**Source text**
India’s Cyclical Growth Slowdown

India's economy is facing a significant shift as it appears to have entered a cyclical growth slowdown. Recent analyses by economists from Nomura have indicated that India's GDP growth may dip below 6.7% amid emerging economic challenges. This slowdown has implications for urban demand, wage growth, and overall economic health.

Key Findings

  • Current Growth Projections: Nomura has projected India’s GDP growth at 6.7% for the current year and 6.8% for the next, citing rising risks that could further dampen these forecasts.
    • The Reserve Bank of India (RBI) anticipates a more optimistic growth rate of 7.2% for 2024-25, which Nomura considers overly optimistic.
  • Weak Urban Demand: Urban consumption is showing signs of weakening due to high interest rates and diminishing wage growth. The economists note that urban demand may remain sluggish in the foreseeable future.

**About this exercise**
Please answer from the text on India's growth slowdown:
(a) Economists from which firm indicated that India's GDP growth may dip below 6.7%?
(b) What growth rate does the Reserve Bank of India anticipate for 2024-25?
(c) Which two factors are weakening urban consumption?

**Dataset excerpts**
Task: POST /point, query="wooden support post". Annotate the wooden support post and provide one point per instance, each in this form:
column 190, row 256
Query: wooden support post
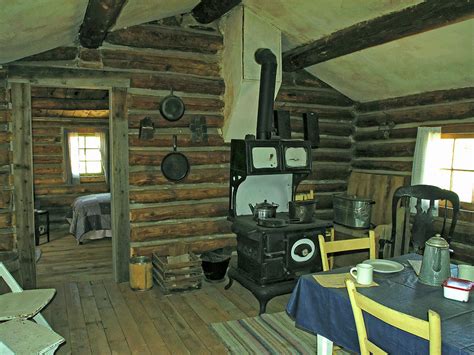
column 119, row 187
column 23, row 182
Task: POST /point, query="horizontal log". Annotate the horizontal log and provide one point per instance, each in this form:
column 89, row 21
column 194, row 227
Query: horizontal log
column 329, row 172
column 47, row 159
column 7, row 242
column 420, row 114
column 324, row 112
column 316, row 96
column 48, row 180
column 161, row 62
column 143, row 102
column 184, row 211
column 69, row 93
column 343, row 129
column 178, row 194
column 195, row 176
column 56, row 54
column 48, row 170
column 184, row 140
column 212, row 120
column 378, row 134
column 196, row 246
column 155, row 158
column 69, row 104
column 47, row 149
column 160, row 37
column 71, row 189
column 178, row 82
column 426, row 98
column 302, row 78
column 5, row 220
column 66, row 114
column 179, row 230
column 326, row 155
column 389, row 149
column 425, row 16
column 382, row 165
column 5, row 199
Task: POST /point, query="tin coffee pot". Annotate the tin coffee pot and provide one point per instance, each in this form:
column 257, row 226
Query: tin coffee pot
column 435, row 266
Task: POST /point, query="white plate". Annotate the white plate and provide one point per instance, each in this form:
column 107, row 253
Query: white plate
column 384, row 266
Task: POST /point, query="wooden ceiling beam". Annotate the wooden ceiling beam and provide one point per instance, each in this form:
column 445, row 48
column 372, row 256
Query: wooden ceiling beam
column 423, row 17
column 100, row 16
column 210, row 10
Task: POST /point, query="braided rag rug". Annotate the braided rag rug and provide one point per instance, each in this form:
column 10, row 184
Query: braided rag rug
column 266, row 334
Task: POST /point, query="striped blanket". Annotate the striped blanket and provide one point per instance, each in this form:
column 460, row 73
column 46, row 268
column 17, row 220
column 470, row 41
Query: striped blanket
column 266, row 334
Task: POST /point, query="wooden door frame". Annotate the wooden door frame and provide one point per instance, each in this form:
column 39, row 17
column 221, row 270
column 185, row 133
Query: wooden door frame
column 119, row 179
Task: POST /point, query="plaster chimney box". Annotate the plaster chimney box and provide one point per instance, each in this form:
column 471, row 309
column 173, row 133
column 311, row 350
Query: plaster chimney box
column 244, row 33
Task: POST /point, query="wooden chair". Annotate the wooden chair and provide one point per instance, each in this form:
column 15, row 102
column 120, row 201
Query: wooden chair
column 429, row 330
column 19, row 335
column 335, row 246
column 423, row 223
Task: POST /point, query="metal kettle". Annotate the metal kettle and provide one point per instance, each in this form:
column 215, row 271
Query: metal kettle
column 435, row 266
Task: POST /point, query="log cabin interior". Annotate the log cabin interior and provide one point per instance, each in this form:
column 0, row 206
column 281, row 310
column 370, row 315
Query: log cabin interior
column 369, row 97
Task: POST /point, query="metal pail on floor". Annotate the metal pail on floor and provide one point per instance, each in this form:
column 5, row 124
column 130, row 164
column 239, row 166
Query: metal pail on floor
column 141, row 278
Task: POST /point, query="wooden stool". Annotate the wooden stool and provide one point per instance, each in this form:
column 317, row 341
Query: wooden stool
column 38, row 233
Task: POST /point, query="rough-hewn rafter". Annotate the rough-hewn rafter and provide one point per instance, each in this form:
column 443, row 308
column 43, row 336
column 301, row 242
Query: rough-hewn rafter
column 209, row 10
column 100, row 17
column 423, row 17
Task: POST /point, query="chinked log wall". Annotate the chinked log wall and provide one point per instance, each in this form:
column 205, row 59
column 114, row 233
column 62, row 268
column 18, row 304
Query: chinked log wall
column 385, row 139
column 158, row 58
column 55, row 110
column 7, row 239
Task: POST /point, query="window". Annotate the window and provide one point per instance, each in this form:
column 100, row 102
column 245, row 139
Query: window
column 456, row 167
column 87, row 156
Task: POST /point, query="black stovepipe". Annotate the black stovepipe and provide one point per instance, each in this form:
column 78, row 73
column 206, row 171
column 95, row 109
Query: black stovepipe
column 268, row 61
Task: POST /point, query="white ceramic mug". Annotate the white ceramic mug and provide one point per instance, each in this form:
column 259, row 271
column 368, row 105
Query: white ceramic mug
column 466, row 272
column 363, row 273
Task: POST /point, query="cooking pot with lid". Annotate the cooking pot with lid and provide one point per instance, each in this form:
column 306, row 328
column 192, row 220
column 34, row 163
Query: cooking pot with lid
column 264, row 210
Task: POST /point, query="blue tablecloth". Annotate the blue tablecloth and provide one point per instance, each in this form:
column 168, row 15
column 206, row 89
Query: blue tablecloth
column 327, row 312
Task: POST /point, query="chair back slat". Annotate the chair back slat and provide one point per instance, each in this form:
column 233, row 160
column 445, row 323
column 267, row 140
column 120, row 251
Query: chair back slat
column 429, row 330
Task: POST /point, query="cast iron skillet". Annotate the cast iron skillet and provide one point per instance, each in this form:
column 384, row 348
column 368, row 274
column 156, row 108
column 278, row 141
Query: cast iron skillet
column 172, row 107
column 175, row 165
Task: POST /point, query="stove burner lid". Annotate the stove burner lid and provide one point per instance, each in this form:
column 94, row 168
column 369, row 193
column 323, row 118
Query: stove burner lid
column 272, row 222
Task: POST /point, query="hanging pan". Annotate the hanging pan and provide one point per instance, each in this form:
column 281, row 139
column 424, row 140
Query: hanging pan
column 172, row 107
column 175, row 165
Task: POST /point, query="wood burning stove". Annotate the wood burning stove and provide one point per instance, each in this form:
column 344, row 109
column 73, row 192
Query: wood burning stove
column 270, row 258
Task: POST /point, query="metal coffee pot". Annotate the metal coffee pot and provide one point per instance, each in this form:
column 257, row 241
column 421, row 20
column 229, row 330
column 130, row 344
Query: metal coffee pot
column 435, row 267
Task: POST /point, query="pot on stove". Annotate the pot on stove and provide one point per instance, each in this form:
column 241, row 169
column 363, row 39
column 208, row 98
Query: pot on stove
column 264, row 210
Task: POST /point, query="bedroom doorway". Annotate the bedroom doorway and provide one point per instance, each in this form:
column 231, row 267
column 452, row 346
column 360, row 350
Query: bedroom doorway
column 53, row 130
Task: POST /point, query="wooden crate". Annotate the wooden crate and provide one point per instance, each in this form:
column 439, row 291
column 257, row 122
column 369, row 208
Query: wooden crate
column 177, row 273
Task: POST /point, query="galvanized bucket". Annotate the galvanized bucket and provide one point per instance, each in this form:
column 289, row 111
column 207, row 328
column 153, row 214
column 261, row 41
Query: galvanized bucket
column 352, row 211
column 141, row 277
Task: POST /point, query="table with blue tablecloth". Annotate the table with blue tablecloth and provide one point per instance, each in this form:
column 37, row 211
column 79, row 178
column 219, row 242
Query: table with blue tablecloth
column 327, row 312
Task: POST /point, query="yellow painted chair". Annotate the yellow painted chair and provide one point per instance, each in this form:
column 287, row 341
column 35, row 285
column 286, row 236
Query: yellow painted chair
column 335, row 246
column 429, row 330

**Written answer**
(a) Nomura
(b) 7.2%
(c) High interest rates and diminishing wage growth